-------- Data listing --------
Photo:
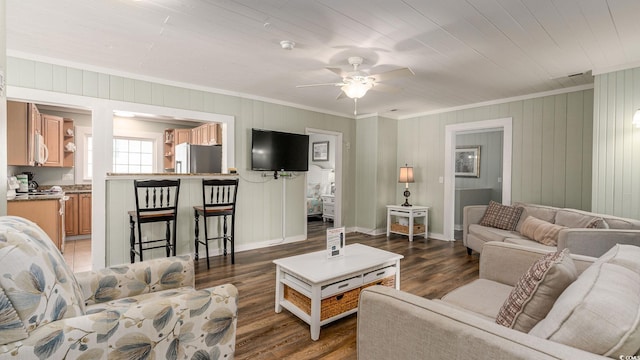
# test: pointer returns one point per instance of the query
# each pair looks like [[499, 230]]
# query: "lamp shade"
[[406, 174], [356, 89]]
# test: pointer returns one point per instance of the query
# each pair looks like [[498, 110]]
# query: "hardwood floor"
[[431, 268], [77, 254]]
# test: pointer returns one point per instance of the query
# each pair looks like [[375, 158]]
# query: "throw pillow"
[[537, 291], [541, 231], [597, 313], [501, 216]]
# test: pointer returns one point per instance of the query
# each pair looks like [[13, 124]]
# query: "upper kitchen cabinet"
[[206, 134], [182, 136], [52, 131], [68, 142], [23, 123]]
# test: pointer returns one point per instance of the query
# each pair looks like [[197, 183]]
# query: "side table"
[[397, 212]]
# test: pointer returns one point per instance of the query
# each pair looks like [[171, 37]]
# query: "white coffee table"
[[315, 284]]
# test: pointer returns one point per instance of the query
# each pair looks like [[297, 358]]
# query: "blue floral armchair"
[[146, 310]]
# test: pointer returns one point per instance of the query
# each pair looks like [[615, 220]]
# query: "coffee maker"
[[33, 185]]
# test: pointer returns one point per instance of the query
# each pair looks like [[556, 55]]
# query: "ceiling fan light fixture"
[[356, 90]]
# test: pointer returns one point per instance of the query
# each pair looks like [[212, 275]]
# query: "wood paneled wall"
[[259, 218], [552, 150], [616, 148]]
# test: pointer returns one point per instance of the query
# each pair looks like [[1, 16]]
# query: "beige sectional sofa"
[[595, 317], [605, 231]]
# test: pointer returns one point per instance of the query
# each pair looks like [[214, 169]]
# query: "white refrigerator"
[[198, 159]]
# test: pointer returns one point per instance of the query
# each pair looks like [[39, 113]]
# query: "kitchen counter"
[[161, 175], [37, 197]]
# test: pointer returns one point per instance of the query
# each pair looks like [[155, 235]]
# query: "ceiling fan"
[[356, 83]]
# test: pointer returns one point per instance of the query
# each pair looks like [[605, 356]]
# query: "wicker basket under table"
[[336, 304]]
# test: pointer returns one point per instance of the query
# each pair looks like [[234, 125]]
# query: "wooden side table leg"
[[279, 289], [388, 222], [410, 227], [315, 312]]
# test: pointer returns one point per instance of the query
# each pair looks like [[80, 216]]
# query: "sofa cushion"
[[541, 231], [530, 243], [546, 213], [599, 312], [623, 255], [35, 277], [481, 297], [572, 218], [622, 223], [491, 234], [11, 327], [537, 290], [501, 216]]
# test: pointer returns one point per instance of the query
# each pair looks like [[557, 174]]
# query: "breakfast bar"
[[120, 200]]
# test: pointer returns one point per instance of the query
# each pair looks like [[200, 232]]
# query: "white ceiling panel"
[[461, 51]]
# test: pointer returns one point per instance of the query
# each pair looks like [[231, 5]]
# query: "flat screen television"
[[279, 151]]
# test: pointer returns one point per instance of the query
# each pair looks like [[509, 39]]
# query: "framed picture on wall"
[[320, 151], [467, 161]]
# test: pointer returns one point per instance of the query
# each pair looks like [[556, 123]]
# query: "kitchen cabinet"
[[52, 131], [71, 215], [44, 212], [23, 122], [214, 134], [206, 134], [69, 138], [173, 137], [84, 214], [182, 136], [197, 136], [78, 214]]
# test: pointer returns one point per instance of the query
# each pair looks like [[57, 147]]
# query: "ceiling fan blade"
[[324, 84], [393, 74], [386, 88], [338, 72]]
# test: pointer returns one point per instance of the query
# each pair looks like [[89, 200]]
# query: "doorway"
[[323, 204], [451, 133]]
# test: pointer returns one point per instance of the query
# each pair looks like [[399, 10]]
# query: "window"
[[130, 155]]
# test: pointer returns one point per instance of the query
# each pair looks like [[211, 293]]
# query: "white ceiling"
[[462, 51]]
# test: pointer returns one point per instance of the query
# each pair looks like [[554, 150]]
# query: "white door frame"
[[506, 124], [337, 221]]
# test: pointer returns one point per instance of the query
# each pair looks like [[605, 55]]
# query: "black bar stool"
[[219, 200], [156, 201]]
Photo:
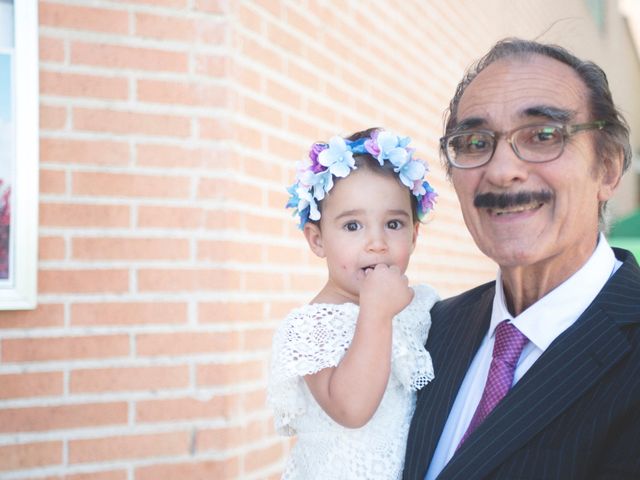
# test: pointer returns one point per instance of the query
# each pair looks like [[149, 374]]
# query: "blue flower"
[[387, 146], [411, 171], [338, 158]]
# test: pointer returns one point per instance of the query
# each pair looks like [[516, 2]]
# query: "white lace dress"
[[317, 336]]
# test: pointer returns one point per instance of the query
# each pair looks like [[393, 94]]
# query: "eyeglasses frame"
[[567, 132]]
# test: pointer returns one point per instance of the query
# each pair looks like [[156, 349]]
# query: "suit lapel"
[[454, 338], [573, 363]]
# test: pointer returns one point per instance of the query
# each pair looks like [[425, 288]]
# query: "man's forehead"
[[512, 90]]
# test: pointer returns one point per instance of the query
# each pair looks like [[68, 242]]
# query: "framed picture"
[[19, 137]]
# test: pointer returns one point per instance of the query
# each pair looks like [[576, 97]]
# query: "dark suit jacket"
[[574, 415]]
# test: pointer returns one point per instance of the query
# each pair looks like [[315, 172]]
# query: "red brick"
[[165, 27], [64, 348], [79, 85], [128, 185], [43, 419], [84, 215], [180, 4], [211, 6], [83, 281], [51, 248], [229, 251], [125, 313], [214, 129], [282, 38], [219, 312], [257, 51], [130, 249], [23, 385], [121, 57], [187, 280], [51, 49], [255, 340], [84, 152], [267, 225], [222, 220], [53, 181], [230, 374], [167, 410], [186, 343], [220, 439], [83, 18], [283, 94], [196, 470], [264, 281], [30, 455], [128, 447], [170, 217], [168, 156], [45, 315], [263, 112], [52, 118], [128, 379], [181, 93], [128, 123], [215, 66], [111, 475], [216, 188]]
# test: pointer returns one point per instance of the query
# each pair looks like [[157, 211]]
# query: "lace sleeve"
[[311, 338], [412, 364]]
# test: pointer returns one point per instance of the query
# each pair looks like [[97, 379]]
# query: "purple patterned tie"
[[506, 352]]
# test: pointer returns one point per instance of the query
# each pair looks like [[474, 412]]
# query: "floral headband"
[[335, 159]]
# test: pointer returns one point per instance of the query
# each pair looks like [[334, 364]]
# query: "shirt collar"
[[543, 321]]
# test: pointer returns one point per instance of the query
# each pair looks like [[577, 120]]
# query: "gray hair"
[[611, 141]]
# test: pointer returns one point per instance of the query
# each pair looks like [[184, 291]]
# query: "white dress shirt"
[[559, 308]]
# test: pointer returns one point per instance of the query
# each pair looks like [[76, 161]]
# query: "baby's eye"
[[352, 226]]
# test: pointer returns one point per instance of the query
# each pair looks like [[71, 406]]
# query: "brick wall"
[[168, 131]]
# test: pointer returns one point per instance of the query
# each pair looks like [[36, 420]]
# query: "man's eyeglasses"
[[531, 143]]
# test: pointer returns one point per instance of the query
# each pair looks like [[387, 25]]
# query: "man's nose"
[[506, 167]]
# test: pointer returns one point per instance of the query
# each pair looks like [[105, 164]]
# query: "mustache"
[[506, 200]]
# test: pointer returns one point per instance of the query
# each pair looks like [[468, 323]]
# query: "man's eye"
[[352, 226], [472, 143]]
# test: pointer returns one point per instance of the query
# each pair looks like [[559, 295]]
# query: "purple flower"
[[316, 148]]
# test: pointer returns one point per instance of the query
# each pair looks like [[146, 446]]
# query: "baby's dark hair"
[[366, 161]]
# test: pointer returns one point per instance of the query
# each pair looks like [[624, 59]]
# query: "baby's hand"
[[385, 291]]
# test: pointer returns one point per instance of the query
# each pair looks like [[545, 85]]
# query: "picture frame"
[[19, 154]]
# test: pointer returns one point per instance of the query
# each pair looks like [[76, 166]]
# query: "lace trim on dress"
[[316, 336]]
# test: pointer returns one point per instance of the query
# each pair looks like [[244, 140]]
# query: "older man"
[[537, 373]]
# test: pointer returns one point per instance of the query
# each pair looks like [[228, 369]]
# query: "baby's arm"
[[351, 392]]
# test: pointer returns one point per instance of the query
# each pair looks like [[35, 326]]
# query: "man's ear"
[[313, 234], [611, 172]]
--------
-------- Data listing --------
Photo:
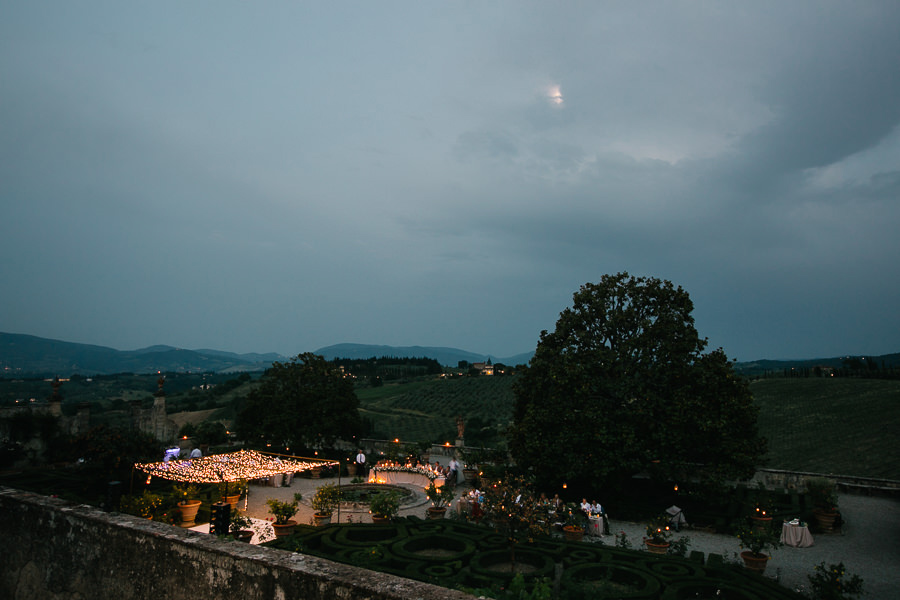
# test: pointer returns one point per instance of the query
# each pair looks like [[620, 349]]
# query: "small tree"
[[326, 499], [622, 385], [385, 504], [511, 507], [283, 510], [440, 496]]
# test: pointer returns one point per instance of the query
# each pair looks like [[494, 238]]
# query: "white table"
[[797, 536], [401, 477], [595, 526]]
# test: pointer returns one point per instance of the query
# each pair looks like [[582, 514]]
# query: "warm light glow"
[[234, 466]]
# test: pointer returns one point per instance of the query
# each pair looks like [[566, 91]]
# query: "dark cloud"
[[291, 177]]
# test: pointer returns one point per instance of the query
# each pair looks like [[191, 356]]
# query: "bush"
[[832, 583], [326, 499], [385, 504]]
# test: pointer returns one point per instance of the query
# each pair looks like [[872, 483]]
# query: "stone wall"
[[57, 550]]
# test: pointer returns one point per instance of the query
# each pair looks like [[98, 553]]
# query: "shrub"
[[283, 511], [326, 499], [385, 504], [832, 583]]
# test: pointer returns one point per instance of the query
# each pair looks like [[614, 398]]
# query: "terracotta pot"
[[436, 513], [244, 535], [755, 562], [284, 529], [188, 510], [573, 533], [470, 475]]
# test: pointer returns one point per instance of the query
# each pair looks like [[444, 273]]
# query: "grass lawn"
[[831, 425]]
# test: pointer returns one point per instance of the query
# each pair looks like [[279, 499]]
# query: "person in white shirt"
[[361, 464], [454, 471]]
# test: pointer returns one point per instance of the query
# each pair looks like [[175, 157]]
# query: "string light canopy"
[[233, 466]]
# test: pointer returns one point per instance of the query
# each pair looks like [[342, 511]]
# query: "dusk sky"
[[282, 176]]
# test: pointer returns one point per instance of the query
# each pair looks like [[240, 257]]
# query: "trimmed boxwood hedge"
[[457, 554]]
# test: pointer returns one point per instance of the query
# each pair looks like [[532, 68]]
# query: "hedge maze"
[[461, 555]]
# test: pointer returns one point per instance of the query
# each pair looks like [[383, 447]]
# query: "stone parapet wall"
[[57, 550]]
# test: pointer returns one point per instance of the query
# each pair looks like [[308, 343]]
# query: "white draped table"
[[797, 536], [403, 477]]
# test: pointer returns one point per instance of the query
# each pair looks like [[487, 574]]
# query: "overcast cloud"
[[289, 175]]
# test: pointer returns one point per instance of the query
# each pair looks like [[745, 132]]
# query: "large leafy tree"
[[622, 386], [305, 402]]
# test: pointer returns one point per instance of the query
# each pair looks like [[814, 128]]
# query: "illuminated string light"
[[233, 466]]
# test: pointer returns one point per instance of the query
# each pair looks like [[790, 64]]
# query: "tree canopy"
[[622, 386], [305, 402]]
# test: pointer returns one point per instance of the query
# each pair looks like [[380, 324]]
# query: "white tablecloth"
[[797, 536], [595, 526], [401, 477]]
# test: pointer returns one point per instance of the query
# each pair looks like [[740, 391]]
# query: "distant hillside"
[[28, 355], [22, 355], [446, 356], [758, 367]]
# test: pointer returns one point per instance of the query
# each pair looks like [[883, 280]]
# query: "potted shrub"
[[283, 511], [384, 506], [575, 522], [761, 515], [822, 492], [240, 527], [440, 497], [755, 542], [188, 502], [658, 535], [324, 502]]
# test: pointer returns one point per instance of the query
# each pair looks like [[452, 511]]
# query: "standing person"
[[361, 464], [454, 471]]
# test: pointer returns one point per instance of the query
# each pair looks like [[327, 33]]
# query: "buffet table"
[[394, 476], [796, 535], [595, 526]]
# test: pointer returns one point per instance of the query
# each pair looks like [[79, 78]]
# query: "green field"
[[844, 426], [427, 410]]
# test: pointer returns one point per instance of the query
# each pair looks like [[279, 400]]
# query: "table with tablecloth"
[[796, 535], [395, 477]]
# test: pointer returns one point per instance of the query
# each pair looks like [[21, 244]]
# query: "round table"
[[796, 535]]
--------
Your instructions: How many lines contain the word "sofa"? Give the number alone.

Exercise result: 2